--- Task statement ---
List each line of the data that holds the string "glass", please.

--- Record extracts Enclosed Below ---

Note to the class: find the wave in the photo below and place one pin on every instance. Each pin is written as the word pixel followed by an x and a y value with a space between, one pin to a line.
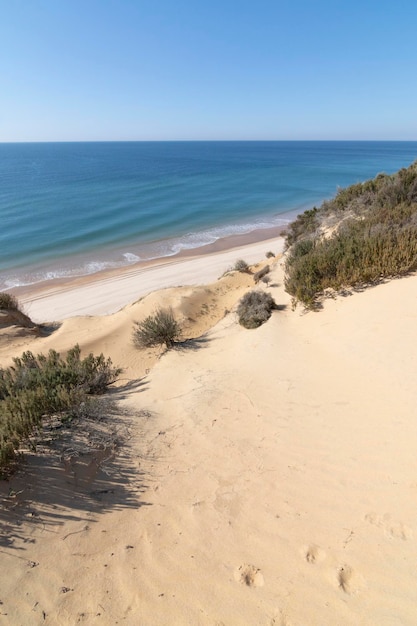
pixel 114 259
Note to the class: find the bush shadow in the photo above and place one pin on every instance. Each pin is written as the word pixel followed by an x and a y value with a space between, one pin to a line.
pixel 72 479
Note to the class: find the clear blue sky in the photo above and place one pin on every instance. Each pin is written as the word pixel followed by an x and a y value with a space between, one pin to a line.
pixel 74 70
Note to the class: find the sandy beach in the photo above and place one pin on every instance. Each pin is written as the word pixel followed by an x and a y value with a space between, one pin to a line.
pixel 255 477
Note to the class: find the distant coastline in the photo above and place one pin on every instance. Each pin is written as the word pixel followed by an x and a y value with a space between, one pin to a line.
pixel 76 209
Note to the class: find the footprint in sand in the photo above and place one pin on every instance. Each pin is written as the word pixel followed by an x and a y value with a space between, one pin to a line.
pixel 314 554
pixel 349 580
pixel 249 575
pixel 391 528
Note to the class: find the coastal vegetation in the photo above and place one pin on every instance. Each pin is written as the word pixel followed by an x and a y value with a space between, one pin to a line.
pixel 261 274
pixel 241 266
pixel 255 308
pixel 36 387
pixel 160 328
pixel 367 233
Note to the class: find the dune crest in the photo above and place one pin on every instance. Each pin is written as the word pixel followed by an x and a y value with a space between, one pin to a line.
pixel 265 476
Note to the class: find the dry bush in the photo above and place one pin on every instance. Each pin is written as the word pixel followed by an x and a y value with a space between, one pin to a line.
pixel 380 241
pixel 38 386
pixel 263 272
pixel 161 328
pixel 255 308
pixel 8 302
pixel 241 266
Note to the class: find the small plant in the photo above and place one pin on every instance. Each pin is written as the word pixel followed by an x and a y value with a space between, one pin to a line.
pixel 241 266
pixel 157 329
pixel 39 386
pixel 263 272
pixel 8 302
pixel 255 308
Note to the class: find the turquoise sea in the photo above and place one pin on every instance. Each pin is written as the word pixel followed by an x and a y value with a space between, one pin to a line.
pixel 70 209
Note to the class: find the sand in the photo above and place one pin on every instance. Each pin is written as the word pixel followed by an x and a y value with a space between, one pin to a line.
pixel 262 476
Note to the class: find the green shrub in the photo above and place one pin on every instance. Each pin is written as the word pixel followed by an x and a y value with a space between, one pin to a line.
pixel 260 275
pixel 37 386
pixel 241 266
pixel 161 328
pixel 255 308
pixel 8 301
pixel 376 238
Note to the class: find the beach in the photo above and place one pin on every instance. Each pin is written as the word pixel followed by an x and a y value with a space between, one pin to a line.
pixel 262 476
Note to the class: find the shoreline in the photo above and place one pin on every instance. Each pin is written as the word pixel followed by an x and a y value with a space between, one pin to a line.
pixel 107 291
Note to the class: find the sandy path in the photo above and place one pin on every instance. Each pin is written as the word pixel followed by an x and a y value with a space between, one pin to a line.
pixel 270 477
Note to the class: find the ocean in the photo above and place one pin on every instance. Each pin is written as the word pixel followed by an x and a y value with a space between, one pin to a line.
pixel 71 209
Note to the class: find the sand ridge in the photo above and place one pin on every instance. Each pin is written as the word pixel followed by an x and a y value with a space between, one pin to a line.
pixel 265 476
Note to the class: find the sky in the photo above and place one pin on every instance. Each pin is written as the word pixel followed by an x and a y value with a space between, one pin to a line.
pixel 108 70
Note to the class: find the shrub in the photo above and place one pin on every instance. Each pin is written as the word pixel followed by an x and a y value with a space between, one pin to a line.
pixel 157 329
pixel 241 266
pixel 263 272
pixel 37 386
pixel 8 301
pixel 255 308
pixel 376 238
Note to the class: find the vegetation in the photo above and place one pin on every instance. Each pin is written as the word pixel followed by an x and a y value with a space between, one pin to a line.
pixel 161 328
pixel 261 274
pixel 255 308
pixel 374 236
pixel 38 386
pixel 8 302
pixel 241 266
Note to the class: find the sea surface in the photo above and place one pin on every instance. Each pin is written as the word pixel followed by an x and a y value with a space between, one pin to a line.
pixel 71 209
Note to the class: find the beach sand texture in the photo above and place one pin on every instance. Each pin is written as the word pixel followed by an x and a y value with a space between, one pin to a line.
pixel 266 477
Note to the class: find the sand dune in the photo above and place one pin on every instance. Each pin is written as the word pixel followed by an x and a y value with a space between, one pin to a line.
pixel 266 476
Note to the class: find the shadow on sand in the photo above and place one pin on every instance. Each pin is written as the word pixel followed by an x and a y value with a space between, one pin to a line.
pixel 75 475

--- End of Enclosed Record extracts ---
--- Record extracts Enclosed Below ---

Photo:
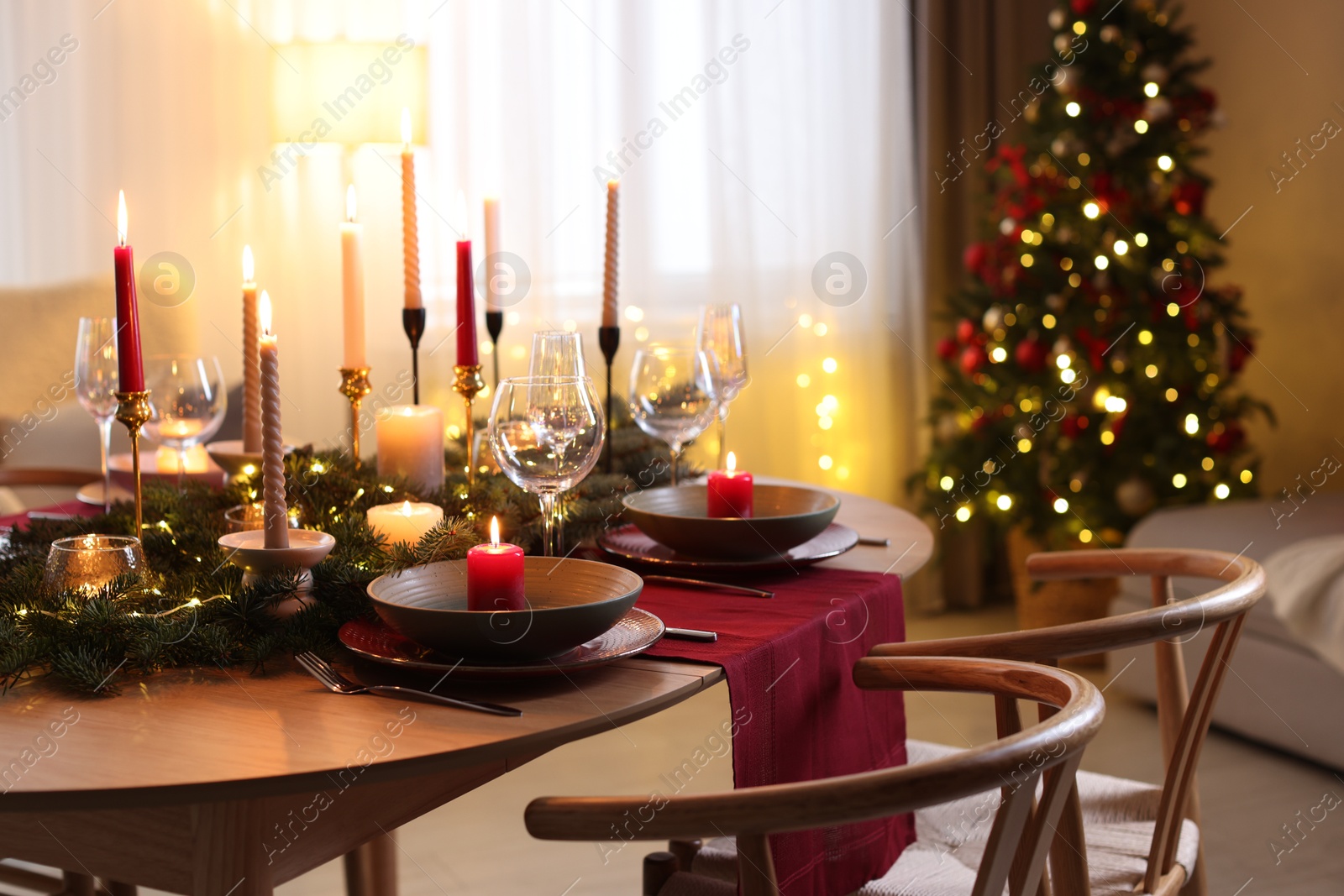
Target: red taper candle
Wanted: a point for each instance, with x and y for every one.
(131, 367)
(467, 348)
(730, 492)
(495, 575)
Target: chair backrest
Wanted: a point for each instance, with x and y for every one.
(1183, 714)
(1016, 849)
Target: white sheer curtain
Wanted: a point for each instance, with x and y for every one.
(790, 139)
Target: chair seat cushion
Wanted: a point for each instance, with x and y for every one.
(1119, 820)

--- End of Enclosed Record extracts ---
--- Record extracts Enclosed Below ---

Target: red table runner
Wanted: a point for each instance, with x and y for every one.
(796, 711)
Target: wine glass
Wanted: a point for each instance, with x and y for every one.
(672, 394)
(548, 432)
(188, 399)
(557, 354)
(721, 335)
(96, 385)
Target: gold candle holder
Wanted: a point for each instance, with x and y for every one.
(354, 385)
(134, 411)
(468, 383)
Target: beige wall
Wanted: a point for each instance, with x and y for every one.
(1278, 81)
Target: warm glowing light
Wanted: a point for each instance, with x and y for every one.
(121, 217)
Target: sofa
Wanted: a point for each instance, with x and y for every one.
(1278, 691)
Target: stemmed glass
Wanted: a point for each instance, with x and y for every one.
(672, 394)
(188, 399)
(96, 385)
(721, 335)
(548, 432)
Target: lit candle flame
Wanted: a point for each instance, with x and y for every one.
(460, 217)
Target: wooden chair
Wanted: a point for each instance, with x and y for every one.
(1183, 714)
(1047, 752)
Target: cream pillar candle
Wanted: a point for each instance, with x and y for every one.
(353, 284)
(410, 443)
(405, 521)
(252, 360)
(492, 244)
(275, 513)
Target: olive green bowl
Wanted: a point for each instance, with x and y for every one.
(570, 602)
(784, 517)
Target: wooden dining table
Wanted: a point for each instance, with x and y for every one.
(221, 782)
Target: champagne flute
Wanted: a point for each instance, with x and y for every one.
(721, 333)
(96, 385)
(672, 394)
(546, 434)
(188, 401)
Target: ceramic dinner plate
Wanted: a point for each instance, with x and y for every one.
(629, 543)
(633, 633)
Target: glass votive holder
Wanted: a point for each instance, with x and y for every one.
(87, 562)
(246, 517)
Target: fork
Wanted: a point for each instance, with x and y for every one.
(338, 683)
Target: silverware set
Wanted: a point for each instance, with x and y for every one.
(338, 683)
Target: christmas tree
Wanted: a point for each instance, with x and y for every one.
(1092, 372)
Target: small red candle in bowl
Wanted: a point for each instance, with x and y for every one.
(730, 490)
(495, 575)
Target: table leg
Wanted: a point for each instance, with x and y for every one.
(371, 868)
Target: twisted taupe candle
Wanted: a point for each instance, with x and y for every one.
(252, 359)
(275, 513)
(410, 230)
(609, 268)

--- End of Enclosed Record extracts ---

--- Answer below ---
Target: wine glass
Target: stemmed glass
Target: glass votive holder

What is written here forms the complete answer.